Aim of the task
Where in the records does the word "below" occur? Copy each line in which it does.

====== Records for the exercise ======

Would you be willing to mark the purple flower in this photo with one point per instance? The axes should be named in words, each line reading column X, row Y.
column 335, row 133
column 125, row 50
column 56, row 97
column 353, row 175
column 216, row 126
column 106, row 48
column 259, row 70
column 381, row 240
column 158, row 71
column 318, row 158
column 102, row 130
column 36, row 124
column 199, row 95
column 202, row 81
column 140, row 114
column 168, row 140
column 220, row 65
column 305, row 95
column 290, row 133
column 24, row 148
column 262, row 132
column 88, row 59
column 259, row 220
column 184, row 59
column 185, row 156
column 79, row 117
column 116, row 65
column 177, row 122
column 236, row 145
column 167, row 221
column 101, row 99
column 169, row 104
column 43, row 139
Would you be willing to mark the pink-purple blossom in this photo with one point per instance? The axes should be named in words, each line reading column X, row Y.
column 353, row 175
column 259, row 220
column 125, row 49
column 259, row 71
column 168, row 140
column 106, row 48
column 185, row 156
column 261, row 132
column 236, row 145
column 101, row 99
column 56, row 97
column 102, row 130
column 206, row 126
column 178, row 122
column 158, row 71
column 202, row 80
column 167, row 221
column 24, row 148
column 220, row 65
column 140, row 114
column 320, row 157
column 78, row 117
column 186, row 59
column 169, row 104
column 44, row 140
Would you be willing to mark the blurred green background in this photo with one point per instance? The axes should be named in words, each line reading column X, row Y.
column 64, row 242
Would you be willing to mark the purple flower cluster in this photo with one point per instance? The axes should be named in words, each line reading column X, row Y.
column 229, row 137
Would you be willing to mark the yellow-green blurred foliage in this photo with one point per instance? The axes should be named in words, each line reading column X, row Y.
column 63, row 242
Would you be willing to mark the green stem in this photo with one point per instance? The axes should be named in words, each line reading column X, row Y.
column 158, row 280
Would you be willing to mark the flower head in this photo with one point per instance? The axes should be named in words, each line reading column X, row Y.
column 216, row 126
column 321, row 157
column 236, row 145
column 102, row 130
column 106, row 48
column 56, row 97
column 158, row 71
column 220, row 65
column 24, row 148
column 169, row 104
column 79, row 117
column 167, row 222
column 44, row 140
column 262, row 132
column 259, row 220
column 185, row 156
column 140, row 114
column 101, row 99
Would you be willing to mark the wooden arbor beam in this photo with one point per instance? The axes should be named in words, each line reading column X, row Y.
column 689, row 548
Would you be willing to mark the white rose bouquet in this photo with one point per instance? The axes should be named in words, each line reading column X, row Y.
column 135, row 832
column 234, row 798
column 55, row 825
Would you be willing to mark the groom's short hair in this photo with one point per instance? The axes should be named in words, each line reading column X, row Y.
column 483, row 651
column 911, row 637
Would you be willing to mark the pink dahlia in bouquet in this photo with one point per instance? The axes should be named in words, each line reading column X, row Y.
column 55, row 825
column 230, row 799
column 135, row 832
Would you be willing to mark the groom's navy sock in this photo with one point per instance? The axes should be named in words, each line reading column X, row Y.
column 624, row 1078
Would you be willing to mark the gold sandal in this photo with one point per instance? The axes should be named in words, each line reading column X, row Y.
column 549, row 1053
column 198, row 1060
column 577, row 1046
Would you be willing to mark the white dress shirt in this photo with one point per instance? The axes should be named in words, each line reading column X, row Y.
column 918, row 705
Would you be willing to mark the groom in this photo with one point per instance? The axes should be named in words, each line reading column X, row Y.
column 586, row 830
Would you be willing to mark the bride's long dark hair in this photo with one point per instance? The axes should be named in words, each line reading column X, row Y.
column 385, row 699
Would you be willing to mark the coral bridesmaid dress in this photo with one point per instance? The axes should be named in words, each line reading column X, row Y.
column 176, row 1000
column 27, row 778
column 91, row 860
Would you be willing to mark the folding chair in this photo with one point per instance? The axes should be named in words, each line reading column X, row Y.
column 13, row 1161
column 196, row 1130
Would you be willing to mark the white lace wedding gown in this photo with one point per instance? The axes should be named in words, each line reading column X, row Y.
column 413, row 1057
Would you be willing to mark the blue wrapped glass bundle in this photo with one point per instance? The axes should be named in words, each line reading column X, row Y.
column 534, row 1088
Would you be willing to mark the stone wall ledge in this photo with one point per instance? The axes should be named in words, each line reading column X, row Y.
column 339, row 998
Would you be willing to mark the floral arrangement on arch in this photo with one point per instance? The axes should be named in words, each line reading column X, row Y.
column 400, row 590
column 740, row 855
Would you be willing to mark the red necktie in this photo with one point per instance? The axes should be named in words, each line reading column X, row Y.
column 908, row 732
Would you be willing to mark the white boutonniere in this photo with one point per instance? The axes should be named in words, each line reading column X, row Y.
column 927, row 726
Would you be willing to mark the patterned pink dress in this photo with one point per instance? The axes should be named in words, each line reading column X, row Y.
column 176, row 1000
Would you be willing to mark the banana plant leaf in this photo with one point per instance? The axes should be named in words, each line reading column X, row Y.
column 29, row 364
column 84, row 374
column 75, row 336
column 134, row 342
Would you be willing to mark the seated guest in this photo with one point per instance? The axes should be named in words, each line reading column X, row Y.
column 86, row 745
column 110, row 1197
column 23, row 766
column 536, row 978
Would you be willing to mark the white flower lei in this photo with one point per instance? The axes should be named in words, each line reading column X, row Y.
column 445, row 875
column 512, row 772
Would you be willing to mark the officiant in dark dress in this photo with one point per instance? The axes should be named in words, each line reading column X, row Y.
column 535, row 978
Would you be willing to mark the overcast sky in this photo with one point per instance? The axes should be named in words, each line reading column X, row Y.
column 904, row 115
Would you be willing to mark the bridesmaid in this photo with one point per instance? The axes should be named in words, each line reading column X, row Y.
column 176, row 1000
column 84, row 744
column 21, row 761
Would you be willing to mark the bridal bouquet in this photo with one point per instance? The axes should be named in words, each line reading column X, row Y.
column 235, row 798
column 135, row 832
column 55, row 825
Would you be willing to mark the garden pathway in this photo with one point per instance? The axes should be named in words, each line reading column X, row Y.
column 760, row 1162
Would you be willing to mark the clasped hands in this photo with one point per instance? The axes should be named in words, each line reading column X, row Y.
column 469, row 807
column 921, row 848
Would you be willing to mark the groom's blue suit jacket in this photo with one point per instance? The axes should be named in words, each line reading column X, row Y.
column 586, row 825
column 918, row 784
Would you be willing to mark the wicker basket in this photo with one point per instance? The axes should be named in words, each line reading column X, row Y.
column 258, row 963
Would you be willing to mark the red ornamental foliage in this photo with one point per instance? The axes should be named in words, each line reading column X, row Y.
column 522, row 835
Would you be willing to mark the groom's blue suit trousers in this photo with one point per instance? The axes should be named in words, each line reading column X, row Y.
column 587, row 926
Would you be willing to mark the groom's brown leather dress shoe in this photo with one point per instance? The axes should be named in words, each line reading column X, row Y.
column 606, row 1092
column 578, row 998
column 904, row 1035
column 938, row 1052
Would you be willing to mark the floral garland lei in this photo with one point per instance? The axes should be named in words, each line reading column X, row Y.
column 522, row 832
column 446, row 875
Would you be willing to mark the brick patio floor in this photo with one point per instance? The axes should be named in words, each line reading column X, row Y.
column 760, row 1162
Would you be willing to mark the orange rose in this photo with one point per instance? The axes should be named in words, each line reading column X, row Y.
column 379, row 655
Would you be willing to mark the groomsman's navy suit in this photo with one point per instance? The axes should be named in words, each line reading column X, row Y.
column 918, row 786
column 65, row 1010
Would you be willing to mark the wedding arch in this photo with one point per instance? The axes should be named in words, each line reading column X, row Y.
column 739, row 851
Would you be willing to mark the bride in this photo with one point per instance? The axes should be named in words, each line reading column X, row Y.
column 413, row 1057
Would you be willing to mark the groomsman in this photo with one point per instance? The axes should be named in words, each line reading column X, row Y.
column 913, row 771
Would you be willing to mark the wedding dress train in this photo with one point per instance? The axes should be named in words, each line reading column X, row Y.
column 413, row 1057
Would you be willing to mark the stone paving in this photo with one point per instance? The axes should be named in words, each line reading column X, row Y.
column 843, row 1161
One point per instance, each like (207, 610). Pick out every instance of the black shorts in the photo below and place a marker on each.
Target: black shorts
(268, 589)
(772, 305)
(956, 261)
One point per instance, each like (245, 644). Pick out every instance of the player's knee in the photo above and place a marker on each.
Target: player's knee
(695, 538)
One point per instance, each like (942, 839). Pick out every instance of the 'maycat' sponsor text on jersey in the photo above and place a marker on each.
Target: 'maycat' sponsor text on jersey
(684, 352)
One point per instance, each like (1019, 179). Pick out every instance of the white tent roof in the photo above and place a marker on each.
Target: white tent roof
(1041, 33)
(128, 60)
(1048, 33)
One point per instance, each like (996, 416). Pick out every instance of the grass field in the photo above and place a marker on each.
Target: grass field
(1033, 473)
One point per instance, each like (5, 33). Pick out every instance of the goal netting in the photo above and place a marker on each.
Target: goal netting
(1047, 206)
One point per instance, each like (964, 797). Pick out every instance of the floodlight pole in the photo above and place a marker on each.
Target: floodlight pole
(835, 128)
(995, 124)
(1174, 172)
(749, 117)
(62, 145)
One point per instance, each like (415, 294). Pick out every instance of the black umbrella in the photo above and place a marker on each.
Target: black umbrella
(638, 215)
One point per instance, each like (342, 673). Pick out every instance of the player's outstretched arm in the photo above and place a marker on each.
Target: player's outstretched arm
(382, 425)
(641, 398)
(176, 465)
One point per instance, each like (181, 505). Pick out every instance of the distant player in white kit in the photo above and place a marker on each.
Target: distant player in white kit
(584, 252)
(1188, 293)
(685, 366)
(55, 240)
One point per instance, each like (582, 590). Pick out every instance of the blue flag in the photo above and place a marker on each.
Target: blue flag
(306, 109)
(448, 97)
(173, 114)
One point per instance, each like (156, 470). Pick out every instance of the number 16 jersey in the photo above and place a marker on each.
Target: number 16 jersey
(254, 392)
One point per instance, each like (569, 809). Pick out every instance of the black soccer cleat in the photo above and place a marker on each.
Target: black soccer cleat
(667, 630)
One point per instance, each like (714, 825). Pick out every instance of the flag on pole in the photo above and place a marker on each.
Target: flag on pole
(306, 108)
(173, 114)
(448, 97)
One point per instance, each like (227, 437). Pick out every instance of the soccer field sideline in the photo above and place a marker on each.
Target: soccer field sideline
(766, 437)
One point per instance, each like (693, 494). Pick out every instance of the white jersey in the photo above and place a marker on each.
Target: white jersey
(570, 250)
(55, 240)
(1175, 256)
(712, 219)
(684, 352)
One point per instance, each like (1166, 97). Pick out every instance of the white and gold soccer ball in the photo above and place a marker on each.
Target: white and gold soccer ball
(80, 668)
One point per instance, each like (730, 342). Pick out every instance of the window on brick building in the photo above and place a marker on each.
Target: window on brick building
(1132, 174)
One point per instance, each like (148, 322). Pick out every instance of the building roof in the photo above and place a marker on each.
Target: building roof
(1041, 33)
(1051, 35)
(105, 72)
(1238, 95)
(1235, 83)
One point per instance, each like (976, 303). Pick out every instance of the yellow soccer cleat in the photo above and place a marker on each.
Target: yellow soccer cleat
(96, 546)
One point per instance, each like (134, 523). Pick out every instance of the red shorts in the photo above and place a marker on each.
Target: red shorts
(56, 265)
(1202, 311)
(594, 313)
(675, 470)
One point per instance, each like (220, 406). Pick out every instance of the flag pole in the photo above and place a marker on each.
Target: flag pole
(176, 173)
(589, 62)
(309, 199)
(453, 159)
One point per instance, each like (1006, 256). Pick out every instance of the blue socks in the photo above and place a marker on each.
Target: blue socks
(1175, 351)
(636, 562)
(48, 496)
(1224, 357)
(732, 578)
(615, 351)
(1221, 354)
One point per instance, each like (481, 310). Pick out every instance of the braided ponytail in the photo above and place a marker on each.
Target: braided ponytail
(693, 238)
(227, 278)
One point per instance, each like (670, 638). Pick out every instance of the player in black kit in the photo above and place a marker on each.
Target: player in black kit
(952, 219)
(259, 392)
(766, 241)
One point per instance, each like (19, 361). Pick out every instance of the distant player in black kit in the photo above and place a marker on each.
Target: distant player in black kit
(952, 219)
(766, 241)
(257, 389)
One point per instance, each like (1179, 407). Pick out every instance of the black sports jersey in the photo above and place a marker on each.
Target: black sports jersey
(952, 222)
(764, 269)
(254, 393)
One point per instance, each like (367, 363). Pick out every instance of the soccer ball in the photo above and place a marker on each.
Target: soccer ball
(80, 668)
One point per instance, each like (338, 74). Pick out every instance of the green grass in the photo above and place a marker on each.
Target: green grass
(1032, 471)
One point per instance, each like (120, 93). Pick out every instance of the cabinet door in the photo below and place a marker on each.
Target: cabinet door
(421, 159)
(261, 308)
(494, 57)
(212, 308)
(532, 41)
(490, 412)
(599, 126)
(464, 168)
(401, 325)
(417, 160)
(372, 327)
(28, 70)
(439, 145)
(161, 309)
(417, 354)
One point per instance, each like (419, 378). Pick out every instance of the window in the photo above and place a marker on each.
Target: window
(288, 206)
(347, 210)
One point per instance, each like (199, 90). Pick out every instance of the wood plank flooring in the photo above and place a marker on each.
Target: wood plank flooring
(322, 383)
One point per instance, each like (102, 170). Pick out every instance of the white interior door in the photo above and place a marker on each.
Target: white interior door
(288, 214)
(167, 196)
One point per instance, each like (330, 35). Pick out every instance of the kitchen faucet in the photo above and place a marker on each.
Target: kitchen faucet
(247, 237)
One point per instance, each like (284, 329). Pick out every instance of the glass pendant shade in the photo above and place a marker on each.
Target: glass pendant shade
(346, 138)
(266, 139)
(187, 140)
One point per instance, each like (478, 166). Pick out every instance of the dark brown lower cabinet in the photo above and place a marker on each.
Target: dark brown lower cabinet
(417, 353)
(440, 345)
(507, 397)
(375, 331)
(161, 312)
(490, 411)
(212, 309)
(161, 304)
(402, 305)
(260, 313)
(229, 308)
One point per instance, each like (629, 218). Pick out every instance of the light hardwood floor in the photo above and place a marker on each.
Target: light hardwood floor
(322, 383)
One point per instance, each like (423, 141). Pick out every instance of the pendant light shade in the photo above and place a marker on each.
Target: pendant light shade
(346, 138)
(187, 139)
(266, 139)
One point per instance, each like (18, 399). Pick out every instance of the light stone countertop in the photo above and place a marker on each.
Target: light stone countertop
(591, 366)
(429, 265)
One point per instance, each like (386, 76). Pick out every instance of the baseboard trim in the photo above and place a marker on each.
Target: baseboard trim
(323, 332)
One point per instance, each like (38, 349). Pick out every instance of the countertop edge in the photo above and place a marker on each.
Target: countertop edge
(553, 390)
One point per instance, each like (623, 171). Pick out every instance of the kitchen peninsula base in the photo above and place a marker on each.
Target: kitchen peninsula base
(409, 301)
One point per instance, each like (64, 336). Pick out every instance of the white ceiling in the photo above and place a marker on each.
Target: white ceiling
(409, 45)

======

Written response
One point per instance, each like (207, 610). Pick out every instance of the black shorts in the photo below and place a marker on each.
One point per instance, each like (120, 93). Pick out every instance of the cabinet door in the photo below and place a marker on each.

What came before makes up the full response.